# Are instant payout fees tax deductible?



## itendstonight (Feb 10, 2019)

I make use of the instant payoff quick a bit and it adds up. Are these tax deductible?! Would hate to pay a tax on these stupid fees!


----------



## UberTaxPro (Oct 3, 2014)

itendstonight said:


> I make use of the instant payoff quick a bit and it adds up. Are these tax deductible?! Would hate to pay a tax on these stupid fees!


Yes the .50 charged on their end is a business expense and deductible. As a general rule, remember that bank fees from personal bank accounts are not deductible, fees from business accounts are deductible.


----------



## Launchpad McQuack (Jan 8, 2019)

UberTaxPro said:


> Yes the .50 charged on their end is a business expense and deductible. As a general rule, remember that bank fees from personal bank accounts are not deductible, fees from business accounts are deductible.


Do you have to have a dedicated business account? What if your Uber earnings are deposited into your personal bank account?


----------



## UberTaxPro (Oct 3, 2014)

Launchpad McQuack said:


> Do you have to have a dedicated business account? What if your Uber earnings are deposited into your personal bank account?


It is still a business expense whichever account the deposit is made to.


----------



## itendstonight (Feb 10, 2019)

UberTaxPro said:


> It is still a business expense whichever account the deposit is made to.


Here is a situation I get into a lot. I live close to work. So I put a destination filter. I turn the app on at work and turn off at home. UBER records it as on app. I half the time I get a min or a little longer ride. Other half, no ride. But app was on and I was ready to accept a destination ride if offered. Can I deduct those miles? How do I record it? Date, start/end odometer and state no ride was offered?


----------



## Donnypena (Jan 5, 2020)

itendstonight said:


> Here is a situation I get into a lot. I live close to work. So I put a destination filter. I turn the app on at work and turn off at home. UBER records it as on app. I half the time I get a min or a little longer ride. Other half, no ride. But app was on and I was ready to accept a destination ride if offered. Can I deduct those miles? How do I record it? Date, start/end odometer and state no ride was offered?

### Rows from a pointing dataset
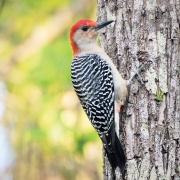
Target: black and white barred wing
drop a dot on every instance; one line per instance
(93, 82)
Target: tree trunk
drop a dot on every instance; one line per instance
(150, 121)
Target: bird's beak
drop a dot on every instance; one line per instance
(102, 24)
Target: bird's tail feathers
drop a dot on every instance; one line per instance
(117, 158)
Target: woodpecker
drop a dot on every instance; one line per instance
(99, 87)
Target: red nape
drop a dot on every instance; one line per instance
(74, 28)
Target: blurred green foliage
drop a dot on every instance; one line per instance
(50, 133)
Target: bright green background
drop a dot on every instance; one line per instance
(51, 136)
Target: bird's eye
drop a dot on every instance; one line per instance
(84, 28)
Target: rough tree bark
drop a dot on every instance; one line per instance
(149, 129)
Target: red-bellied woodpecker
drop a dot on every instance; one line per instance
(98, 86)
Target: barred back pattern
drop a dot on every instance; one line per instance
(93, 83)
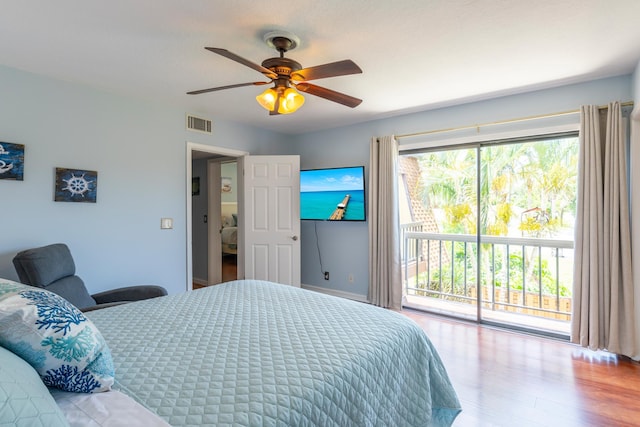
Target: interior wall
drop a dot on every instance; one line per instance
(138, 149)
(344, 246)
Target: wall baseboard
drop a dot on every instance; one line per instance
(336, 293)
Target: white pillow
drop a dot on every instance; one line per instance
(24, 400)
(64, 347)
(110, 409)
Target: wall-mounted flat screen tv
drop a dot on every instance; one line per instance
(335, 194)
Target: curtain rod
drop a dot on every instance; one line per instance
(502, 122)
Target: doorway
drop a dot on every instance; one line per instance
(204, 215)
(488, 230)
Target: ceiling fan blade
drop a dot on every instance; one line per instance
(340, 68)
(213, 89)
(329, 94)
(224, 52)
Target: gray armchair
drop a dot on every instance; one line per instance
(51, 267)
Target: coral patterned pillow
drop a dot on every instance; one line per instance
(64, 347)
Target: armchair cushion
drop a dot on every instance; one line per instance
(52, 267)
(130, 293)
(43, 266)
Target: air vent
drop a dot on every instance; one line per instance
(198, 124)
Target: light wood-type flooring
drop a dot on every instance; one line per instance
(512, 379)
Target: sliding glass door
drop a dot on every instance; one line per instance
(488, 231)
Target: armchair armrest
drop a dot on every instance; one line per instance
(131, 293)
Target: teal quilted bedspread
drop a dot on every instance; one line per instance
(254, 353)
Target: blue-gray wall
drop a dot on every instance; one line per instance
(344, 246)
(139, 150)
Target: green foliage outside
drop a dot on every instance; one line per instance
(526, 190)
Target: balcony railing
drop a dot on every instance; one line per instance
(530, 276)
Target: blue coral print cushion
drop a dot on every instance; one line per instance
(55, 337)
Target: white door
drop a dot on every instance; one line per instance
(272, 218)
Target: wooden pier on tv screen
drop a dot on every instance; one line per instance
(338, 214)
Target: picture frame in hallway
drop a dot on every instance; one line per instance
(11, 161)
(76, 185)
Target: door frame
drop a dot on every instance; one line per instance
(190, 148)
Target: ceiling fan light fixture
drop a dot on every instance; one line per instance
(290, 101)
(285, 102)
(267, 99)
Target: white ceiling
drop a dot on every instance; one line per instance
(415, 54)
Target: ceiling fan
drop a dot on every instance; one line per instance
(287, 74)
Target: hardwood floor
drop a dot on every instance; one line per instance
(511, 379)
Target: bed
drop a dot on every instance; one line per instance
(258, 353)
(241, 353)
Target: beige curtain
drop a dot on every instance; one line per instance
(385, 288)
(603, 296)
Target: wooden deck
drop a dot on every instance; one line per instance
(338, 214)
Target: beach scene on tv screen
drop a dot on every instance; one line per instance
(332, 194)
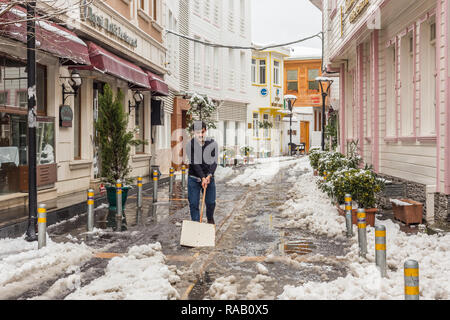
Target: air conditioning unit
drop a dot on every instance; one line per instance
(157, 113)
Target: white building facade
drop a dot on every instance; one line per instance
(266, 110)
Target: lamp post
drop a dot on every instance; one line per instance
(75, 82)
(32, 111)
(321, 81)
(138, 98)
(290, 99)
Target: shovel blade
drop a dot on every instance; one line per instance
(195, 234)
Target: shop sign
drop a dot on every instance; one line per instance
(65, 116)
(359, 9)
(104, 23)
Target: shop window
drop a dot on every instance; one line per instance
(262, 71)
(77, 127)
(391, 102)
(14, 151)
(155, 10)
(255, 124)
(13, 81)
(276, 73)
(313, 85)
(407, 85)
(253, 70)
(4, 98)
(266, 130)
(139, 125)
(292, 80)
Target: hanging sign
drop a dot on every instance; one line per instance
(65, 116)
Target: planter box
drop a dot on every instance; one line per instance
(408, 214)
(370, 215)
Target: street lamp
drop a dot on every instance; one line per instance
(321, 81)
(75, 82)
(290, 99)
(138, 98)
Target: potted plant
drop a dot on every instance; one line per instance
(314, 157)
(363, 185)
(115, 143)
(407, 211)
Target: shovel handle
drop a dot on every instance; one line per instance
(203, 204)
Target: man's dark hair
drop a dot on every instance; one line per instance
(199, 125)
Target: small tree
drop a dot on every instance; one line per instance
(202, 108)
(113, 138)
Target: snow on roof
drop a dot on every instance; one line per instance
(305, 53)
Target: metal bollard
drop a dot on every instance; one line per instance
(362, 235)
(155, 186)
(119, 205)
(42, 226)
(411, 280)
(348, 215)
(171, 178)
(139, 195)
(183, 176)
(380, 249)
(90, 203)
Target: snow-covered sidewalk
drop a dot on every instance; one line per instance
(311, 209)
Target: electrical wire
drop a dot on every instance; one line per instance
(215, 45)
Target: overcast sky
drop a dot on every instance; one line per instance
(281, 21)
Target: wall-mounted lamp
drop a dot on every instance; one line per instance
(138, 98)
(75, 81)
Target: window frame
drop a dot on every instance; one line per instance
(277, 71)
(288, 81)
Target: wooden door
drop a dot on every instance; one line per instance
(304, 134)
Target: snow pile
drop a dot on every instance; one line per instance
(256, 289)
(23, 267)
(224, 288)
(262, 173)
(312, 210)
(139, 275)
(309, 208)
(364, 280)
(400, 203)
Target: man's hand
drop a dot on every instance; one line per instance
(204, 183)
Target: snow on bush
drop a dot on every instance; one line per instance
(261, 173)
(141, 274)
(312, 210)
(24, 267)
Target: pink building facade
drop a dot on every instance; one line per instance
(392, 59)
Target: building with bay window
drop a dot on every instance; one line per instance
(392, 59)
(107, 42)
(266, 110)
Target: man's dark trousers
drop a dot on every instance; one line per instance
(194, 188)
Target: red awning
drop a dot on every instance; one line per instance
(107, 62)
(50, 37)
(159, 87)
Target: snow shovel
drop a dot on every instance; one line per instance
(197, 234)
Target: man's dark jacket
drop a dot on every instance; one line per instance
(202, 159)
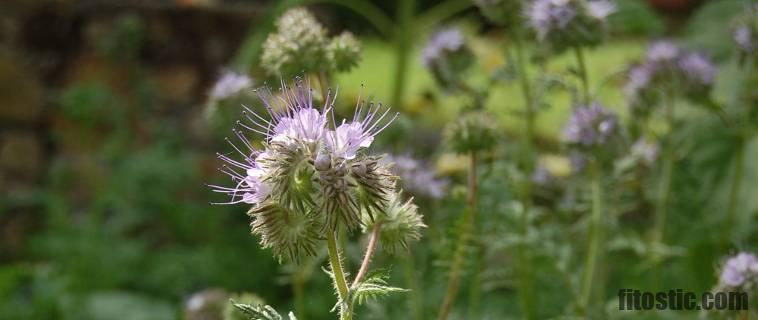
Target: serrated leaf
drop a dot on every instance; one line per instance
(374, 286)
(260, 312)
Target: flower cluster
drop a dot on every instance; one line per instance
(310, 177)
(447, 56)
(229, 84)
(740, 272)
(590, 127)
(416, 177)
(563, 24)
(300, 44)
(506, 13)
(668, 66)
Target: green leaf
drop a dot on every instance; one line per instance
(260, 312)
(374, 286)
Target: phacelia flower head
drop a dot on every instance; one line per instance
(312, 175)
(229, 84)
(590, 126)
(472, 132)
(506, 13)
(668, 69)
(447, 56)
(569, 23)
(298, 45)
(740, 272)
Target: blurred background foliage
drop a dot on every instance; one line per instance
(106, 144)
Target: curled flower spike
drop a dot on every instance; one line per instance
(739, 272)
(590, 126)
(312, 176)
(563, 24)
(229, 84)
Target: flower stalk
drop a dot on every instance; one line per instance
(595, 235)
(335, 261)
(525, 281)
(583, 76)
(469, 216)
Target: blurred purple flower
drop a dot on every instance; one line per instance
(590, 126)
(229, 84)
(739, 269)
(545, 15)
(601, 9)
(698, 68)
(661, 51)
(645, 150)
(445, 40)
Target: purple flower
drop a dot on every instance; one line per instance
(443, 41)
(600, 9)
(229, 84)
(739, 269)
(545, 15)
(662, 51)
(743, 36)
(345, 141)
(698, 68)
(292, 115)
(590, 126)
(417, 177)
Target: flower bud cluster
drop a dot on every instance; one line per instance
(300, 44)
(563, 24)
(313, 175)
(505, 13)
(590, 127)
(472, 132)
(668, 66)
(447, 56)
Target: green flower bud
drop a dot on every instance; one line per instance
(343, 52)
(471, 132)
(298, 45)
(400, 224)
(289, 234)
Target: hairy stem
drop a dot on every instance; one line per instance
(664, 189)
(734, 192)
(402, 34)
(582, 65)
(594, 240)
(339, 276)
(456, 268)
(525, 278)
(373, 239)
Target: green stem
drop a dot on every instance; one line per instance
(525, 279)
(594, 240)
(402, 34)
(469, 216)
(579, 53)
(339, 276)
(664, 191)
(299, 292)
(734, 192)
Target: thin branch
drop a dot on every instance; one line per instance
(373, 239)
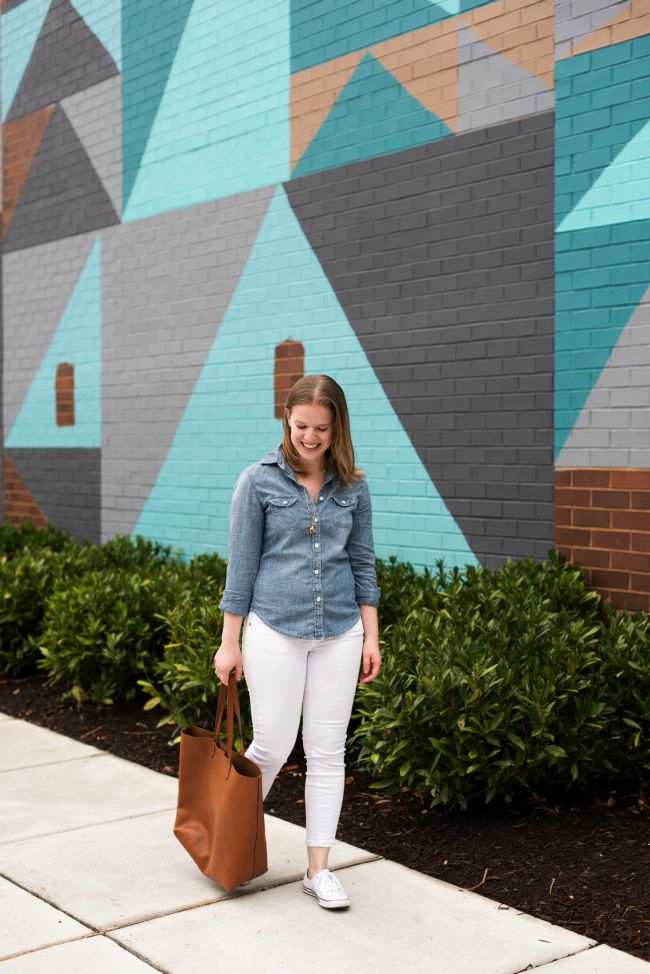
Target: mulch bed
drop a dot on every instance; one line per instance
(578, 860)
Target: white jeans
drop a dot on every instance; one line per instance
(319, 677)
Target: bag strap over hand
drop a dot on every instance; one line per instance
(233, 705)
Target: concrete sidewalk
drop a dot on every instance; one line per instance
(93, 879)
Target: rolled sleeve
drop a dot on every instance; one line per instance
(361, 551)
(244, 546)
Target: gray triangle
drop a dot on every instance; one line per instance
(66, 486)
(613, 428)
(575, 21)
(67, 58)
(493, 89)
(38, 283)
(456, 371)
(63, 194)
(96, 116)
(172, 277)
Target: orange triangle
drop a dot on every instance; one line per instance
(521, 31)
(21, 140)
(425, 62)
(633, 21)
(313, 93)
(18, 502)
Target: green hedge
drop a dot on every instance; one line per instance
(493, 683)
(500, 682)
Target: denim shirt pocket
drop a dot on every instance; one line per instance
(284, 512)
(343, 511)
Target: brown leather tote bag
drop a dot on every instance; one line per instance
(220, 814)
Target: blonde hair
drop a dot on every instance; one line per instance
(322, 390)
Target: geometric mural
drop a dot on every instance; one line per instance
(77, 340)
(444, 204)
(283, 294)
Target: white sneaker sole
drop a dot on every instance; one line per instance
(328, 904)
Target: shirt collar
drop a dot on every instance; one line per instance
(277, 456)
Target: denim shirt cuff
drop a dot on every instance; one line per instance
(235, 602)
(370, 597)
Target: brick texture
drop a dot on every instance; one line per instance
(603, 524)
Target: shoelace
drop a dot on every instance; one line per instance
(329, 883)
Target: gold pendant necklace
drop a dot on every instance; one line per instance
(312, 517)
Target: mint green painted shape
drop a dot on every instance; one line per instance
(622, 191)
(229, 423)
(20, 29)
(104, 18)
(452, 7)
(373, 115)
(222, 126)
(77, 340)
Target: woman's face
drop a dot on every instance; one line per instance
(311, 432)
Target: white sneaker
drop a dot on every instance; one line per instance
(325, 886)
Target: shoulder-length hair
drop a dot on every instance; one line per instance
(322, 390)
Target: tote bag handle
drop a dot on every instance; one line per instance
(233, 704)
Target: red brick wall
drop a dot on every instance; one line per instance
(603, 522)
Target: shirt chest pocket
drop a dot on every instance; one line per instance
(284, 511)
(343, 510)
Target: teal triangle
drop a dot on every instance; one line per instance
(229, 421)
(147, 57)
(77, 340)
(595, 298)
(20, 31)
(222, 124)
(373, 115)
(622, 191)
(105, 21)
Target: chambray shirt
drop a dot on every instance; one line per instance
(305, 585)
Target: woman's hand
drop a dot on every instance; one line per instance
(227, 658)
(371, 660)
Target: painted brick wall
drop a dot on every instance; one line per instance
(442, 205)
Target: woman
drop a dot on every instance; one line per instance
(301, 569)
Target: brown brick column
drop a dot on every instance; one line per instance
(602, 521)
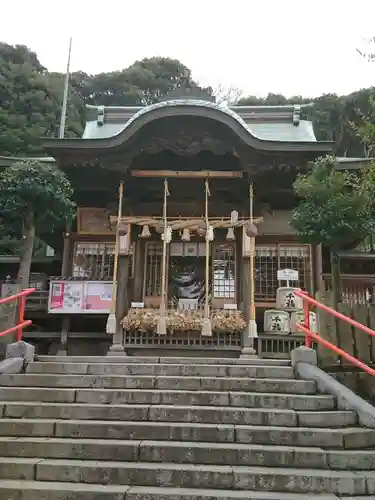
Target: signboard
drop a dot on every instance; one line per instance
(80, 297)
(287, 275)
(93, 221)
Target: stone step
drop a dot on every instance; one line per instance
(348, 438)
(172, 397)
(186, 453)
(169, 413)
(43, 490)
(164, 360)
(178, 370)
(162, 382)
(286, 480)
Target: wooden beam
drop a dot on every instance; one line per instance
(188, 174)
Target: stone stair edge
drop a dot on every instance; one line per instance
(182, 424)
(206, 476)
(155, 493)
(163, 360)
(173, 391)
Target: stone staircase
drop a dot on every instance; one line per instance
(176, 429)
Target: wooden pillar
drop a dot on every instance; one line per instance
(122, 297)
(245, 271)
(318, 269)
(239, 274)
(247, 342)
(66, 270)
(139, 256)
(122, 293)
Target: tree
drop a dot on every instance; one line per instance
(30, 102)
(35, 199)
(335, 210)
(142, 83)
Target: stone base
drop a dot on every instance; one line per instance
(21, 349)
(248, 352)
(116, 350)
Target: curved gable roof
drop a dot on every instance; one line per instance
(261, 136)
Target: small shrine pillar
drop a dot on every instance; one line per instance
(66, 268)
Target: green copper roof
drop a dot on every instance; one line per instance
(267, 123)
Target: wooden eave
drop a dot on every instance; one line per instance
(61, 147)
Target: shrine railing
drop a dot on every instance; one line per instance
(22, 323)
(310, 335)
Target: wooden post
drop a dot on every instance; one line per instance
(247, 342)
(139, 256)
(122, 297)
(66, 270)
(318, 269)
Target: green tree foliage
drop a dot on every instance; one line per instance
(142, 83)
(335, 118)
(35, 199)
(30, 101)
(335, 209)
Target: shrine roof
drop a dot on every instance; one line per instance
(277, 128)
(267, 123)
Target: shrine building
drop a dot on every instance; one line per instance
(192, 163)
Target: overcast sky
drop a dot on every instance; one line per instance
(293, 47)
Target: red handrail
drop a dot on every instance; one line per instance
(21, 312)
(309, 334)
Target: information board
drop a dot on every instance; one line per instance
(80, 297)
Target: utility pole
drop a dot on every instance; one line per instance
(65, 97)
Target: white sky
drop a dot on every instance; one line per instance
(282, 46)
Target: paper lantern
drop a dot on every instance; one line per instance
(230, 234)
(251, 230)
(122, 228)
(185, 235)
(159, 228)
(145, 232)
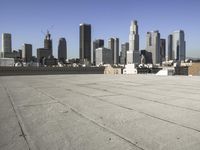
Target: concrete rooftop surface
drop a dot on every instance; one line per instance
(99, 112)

### Task A
Do the following statements agree with the forum thread on instant payout fees? For each one, answer yes or no and quote the words from the thread that decide it.
(i) Bank fees from personal bank accounts are deductible.
(ii) The .50 instant payout charge counts as a business expense.
(iii) The payout fee stops being a business expense if the earnings go into a personal bank account.
### Task B
In the forum thread on instant payout fees, what does itendstonight set in the app because of living close to work?
### Task C
How would the forum thread on instant payout fees go on? Write the next part, starting right after the last line shown.

### Final answer A
(i) No: "bank fees from personal bank accounts are not deductible"
(ii) Yes: "Yes the .50 charged on their end is a business expense and deductible."
(iii) No: "It is still a business expense whichever account the deposit is made to."

### Final answer B
A destination filter.

### Final answer C
You can deduct 52 cents a mile
a mile


----------



## itendstonight (Feb 10, 2019)

Donnypena said:


> You can deduct 52 cents a mile
> a mile


2019 it's .58$ I'm sure


----------



## dgates01 (Jun 24, 2018)

itendstonight said:


> I make use of the instant payoff quick a bit and it adds up. Are these tax deductible?! Would hate to pay a tax on these stupid fees!


Get Uber's driver debit card. There is no fee for the card at all. You get up to 5 instant payouts a day for no charge.


----------



## LADryver (Jun 6, 2017)

UberTaxPro said:


> Yes the .50 charged on their end is a business expense and deductible. As a general rule, remember that bank fees from personal bank accounts are not deductible, fees from business accounts are deductible.


Fees from personal accounts from business purposes are deductible. You are not required to have a business bank account. The fees for the transfer are fees paid and recorded through Uber. They are verified business expenses.



dgates01 said:


> Get Uber's driver debit card. There is no fee for the card at all. You get up to 5 instant payouts a day for no charge.


You can also make free cash deposits at Wal-Mart to the card.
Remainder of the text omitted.